> **Activity A**
What do you get when you reproduce the passage about RNA G-quadruplex research verbatim, starting with "Scientists led by" and going on through "our genetic code."?
> **Activity B**
Can you pick up the article on RNA G-quadruplexes and anticancer drug research after its final sentence and keep writing?

> **Given text**
· · ·

Scientists led by a group at the University of Leicester say they have made a breakthrough advance that could pave a new route for the development of anticancer drugs. Ian Eperon, Ph.D., and Cyril Dominguez, Ph.D., from the University of Leicester’s Institute of Structural and Chemical Biology, and colleagues published a study (“Identification of G-Quadruplexes in Long Functional RNAs Using 7-Deazaguanine RNA”) in Nature Chemical Biology that described a new technique to analyze the RNA step in expressing our genetic code.

“Our research aims at understanding how four-stranded RNA structures called G-quadruplexes affect cellular processes such as RNA splicing. In this research, we describe a novel method that, for the first time, allows us to show that G-quadruplexes form in long RNAs and in conditions where the splicing reaction can take place,” said Dr. Dominguez, also of the Department of Molecular and Cell Biology.

G-quadruplexes are specific structures formed when a piece of DNA or RNA folds into a four-stranded structure. DNA G-quadruplexes have been shown to be associated with diseases such as cancer, and many small molecules called G-quadruplex binders have been developed as putative novel anticancer drugs, the best example being Quarfloxin, which reached a Phase II clinical trial. RNA G-quadruplexes are also believed to play important roles in cancers, but to date there are no straightforward methods to prove that they exist in cells. If they form and do control RNA splicing, then the design of molecules that bind them would be a new route for the development of anti-cancer drugs.

· · ·

> **Supplied material**

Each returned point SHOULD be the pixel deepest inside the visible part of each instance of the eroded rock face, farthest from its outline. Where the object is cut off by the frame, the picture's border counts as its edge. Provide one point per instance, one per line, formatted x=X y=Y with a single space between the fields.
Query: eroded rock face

· · ·

> **Expected output A**
Scientists led by a group at the University of Leicester say they have made a breakthrough advance that could pave a new route for the development of anticancer drugs. Ian Eperon, Ph.D., and Cyril Dominguez, Ph.D., from the University of Leicester’s Institute of Structural and Chemical Biology, and colleagues published a study (“Identification of G-Quadruplexes in Long Functional RNAs Using 7-Deazaguanine RNA”) in Nature Chemical Biology that described a new technique to analyze the RNA step in expressing our genetic code.

> **Expected output B**
According to Dr. Eperon, “Our novel method, FOLDeR, will allow RNA scientists to investigate the existence of G-quadruplexes in physiological conditions, allowing a better understanding of their role in cellular processes. It is particularly interesting that the RNA we have been studying is one that plays an important role in some cancers. When the RNA is spliced using one set of sites, it produces a protein favoring cell survival. This is a problem for cancer treatments, many of which work by damaging growing cells in the hope that they will then die. However, when an alternative set of sites is used, the RNA produces a protein that encourages cell death. We have shown that G-quadruplexes form near the alternative sites, and our hope is that we can target these to shift splicing toward the pro-death pattern.”

In a follow-up paper, the team will report their work on drugs that exploit this structure. “This publication is crucial for us to obtain further funding and carry on with this topic,” explained Dr. Dominguez. “Our next step is to investigate the effect of G-quadruplex binders on RNA splicing and use this knowledge to design novel drugs with a high degree of specificity for cancer cells.”